**Task objective**:
Copy every line in the stretch from the start of the records through the line containing "562 282 652 342", adding -29 to each box coordinate in the answers.

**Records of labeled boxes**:

——————————

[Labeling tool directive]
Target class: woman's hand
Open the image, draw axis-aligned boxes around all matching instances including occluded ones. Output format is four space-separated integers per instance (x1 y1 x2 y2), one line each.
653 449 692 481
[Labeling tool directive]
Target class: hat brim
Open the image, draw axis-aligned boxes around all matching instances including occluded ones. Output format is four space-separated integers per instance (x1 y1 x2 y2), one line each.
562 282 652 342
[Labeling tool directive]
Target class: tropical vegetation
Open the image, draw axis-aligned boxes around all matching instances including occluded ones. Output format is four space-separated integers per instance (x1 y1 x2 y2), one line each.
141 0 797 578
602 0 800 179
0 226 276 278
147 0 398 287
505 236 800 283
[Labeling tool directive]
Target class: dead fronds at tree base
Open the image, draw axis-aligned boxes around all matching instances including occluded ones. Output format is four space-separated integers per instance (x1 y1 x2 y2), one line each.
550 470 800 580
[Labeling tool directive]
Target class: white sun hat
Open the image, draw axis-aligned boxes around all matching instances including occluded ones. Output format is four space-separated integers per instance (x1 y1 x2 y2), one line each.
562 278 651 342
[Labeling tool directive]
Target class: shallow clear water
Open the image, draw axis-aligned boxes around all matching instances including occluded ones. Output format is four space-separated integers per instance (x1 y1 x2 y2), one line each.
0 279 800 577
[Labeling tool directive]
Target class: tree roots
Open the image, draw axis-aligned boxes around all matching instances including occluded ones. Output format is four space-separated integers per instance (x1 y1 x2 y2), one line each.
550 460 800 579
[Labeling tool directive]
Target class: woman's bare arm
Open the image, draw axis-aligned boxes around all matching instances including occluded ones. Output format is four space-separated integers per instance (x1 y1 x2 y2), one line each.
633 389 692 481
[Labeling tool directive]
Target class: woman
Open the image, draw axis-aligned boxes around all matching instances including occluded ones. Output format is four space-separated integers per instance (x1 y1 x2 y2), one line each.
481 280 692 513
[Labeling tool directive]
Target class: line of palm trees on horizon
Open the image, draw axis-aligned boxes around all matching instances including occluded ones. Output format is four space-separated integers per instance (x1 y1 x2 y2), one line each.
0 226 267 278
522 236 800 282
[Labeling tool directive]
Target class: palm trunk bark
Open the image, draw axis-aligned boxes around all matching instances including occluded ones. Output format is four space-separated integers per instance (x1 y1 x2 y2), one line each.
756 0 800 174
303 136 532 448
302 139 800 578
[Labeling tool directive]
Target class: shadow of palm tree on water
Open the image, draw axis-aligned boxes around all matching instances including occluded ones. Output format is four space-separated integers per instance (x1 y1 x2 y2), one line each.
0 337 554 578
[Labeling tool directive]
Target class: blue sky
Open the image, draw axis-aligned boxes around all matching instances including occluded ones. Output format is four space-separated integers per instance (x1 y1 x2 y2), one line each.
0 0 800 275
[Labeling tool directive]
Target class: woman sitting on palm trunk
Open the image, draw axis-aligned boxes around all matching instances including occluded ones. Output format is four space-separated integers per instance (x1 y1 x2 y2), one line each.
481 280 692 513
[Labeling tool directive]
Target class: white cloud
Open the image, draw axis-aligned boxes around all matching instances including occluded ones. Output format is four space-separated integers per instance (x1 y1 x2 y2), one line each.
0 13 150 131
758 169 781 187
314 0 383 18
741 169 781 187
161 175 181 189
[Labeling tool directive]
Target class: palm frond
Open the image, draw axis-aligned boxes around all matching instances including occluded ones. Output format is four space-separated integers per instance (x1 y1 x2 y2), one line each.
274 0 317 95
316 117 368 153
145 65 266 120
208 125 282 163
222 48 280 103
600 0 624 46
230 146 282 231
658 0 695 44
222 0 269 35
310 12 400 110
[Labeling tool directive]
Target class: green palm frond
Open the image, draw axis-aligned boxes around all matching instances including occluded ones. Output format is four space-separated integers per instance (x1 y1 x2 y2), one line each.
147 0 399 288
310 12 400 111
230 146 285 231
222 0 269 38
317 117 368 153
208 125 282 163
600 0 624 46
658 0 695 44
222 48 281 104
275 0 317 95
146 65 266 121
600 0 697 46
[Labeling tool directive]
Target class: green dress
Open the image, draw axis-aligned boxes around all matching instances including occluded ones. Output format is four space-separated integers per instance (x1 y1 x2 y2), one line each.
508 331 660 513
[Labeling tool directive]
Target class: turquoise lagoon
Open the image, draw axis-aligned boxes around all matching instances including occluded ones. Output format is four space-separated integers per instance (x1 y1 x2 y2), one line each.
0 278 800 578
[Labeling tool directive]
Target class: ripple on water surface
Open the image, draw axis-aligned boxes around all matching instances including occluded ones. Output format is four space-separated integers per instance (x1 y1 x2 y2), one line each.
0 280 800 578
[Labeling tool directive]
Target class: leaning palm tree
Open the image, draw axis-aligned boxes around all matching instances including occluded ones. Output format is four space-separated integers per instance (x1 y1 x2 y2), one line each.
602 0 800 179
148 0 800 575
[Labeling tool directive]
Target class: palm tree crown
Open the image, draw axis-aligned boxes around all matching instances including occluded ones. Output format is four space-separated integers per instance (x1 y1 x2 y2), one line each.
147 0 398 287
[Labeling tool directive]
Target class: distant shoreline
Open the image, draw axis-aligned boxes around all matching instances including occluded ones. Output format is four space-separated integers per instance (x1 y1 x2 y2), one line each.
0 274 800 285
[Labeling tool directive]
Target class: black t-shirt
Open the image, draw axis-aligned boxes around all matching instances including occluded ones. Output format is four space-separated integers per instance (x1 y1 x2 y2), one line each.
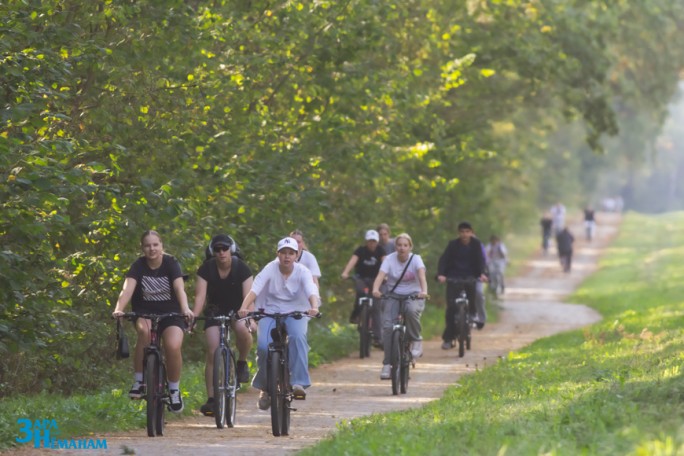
354 245 385 279
126 254 183 313
197 256 252 316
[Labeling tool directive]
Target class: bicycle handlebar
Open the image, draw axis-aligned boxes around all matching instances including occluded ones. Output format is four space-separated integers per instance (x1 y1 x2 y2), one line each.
119 312 185 321
243 310 323 320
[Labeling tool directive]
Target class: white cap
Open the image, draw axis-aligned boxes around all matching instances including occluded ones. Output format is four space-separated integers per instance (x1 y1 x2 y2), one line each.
277 237 299 252
366 230 380 241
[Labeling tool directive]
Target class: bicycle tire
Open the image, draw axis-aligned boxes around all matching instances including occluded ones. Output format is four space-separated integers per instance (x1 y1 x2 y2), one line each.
145 353 161 437
400 343 411 394
390 329 403 396
226 349 238 427
456 303 468 358
154 360 170 436
268 351 287 437
213 347 228 429
359 305 370 359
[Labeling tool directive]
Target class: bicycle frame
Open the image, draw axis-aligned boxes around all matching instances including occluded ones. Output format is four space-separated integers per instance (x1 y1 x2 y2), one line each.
382 293 418 396
197 311 240 429
447 278 477 358
247 311 321 437
123 312 184 437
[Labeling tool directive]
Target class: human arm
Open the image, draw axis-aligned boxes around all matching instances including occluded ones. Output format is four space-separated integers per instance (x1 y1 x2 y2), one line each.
340 254 359 279
418 268 428 298
173 277 195 320
238 290 256 318
192 276 208 317
373 269 387 298
112 277 138 318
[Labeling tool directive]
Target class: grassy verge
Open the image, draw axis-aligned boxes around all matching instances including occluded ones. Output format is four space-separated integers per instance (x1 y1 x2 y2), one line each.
303 213 684 455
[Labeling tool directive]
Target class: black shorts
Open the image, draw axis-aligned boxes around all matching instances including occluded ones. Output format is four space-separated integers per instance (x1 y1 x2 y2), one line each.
133 306 188 335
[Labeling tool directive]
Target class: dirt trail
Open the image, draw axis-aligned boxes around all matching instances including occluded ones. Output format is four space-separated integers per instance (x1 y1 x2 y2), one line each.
13 213 620 456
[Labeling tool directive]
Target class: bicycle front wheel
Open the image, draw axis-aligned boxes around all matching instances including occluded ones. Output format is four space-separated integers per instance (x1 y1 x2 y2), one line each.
225 350 238 427
390 329 404 396
359 305 370 359
456 303 469 358
268 351 287 437
400 344 411 394
213 347 228 429
145 353 164 437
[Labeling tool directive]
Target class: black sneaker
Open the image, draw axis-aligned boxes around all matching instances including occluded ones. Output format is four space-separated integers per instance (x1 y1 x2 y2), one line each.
169 390 183 413
237 361 249 383
128 380 145 399
200 397 214 416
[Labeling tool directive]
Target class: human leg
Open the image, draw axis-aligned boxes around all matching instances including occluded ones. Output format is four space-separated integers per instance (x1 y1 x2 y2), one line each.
382 298 399 365
285 318 311 388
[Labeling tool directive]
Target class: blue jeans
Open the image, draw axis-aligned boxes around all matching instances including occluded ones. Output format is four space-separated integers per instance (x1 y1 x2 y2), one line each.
252 317 311 391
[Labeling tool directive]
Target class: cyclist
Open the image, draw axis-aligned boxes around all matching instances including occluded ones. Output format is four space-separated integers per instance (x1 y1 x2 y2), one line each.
112 230 194 413
192 234 253 416
485 234 508 294
290 230 321 288
437 222 487 350
342 230 385 345
373 233 428 380
239 237 320 410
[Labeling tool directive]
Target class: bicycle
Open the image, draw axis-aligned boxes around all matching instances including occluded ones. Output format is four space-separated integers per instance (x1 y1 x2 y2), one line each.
122 312 185 437
488 260 504 299
382 293 419 396
246 311 321 437
195 311 240 429
447 277 477 358
355 278 374 359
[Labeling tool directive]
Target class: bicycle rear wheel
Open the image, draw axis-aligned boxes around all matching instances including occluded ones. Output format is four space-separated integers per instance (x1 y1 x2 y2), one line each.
213 347 228 429
359 305 370 359
268 351 287 437
145 353 164 437
390 329 404 396
456 303 469 358
400 344 411 394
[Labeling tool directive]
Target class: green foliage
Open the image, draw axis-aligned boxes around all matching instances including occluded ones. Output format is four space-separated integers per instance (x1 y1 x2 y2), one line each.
0 0 684 395
303 213 684 455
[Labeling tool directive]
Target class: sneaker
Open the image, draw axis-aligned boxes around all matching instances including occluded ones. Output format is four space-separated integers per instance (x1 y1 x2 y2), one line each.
200 397 214 416
257 391 271 410
292 385 306 400
237 361 249 383
169 390 183 413
411 340 423 359
128 380 145 399
380 364 391 380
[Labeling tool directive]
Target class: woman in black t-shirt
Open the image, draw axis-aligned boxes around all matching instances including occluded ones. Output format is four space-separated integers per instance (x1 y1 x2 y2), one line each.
192 234 254 416
112 230 194 413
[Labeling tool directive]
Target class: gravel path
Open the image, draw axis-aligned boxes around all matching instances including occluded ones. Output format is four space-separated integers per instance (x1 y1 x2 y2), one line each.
13 214 620 456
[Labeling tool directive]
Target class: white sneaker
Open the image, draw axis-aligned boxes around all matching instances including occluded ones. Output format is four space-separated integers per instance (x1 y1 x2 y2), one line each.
411 340 423 359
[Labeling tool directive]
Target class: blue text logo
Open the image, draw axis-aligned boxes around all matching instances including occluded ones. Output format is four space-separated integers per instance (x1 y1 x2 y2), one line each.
16 418 107 450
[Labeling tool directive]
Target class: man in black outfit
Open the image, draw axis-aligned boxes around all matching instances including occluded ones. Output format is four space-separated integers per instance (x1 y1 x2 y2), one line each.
437 222 487 350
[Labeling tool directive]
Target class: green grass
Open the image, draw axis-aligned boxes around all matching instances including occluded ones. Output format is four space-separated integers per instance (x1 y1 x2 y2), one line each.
302 213 684 455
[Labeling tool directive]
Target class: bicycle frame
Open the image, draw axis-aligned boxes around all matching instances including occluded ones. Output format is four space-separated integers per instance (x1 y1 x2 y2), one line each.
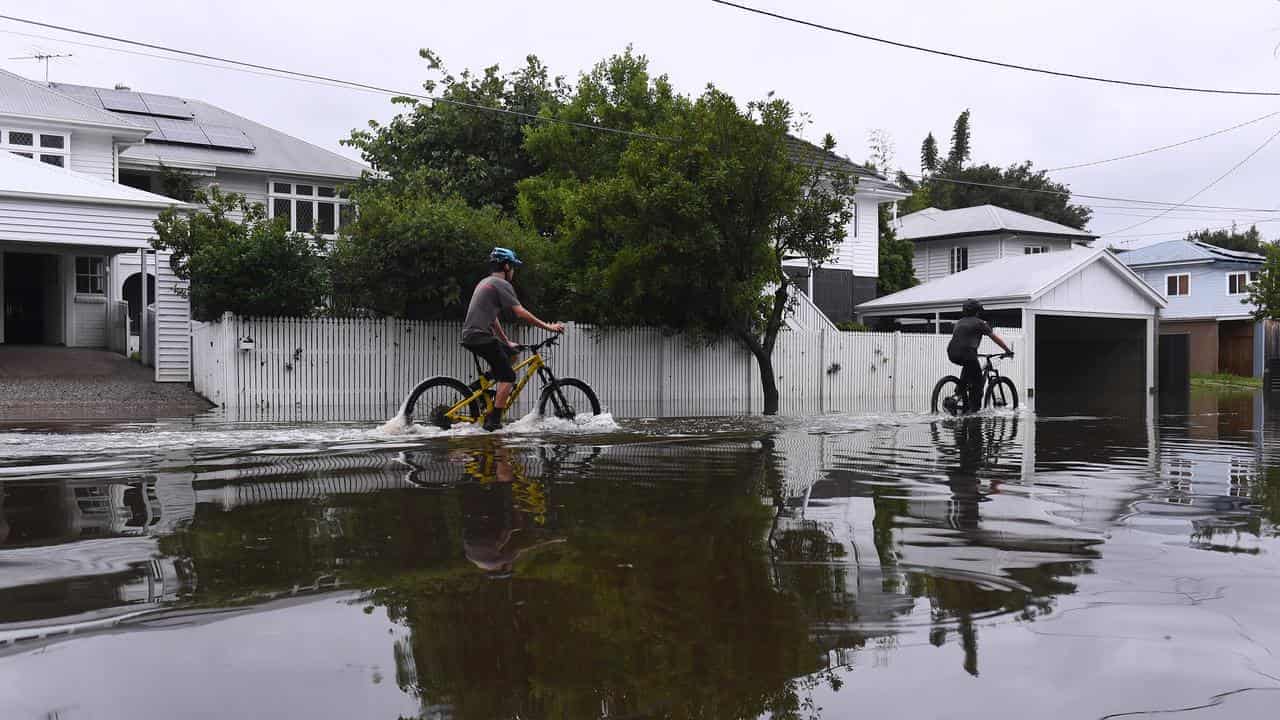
444 350 556 423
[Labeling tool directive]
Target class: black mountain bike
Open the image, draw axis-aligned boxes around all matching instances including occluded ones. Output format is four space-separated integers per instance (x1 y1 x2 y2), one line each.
929 352 1018 415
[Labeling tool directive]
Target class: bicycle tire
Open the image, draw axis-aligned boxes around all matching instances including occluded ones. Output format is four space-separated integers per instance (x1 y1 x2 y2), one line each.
982 378 1018 410
538 378 600 420
929 375 964 415
404 375 483 430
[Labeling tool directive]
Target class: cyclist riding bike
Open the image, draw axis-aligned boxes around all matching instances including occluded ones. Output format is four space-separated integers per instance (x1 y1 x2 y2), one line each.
462 247 564 432
947 299 1014 413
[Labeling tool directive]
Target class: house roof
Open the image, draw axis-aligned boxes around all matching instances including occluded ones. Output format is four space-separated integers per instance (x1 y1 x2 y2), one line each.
897 205 1098 242
0 152 183 209
1120 240 1266 266
48 78 367 179
0 70 146 133
856 247 1167 314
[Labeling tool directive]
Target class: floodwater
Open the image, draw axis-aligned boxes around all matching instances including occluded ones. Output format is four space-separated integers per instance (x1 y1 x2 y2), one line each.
0 393 1280 720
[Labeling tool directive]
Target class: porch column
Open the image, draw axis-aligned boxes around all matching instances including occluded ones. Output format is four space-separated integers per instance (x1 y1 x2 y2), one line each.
138 247 147 365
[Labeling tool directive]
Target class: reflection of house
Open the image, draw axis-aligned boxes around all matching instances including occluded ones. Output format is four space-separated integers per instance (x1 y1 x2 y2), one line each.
1120 240 1266 377
897 205 1097 283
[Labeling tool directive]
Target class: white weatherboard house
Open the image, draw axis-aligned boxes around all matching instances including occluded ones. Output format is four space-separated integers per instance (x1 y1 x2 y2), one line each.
782 138 909 317
858 247 1167 413
0 70 366 382
897 205 1097 283
1120 240 1267 377
0 133 191 380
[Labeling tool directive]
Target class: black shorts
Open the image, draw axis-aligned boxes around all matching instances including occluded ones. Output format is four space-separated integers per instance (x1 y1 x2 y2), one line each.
462 338 516 383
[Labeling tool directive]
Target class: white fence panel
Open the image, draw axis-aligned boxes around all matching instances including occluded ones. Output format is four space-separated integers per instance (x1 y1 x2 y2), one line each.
192 315 1025 418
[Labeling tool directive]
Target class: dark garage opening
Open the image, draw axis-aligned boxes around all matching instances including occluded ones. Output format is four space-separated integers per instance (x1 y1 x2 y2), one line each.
1036 315 1147 416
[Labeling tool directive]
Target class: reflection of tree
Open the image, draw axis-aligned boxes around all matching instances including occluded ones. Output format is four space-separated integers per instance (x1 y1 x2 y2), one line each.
154 441 838 719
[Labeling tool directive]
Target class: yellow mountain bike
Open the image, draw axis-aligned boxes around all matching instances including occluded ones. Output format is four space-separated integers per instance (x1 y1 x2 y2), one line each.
401 336 600 430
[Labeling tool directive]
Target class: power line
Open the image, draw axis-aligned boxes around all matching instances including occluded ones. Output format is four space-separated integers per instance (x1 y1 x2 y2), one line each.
1105 121 1280 237
902 173 1280 213
1044 110 1280 173
0 11 1280 214
712 0 1280 97
0 15 677 142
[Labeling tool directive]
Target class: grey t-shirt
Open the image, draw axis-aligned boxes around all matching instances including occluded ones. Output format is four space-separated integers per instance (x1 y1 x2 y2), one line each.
947 316 991 355
462 275 520 342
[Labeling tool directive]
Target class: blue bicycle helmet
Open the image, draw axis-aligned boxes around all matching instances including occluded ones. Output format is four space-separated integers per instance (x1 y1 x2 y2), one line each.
489 247 524 268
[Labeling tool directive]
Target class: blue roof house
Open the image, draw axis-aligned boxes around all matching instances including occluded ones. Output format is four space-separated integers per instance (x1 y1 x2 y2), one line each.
1119 240 1267 377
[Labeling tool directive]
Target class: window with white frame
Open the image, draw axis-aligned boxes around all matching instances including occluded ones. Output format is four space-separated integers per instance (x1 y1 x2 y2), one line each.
0 127 72 168
76 256 106 295
268 181 355 234
1226 270 1258 295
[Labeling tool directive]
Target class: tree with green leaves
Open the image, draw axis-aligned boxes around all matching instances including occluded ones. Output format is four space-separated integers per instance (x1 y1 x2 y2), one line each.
897 110 1093 229
152 186 328 320
1187 223 1266 252
1240 242 1280 320
343 50 567 213
332 186 544 320
921 132 938 174
518 49 854 414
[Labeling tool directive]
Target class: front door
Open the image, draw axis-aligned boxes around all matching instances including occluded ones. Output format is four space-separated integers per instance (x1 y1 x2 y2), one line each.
4 252 47 345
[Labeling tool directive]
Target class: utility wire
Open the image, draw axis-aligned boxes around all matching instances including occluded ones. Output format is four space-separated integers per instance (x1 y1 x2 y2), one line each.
0 12 1280 213
1103 124 1280 237
1044 110 1280 173
902 173 1280 213
712 0 1280 97
0 15 677 142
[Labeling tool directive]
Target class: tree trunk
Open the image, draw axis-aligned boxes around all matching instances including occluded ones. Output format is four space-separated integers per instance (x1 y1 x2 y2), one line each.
755 352 778 415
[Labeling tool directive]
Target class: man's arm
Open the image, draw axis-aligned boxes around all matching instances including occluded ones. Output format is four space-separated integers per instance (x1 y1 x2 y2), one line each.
511 305 564 333
989 331 1014 355
490 318 512 345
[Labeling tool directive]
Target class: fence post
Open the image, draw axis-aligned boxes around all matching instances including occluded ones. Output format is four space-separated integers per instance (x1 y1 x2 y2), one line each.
888 331 902 413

——————————

**Exercise solution**:
[Labeling tool directive]
Target class: woman's hand
Open the image, draw axis-aligned boxes around all matching instances including occluded ones. Output format is four space-separated integers per instance (x1 y1 x2 y2), one line each.
624 420 663 452
[Labeling tool directive]
Target class: hat brim
Open the image, draw axis-aligned boxes around all matching instances including occluded ones. Output format is four space-separated integers per instance (x1 y1 x2 y2), one line each.
533 253 623 313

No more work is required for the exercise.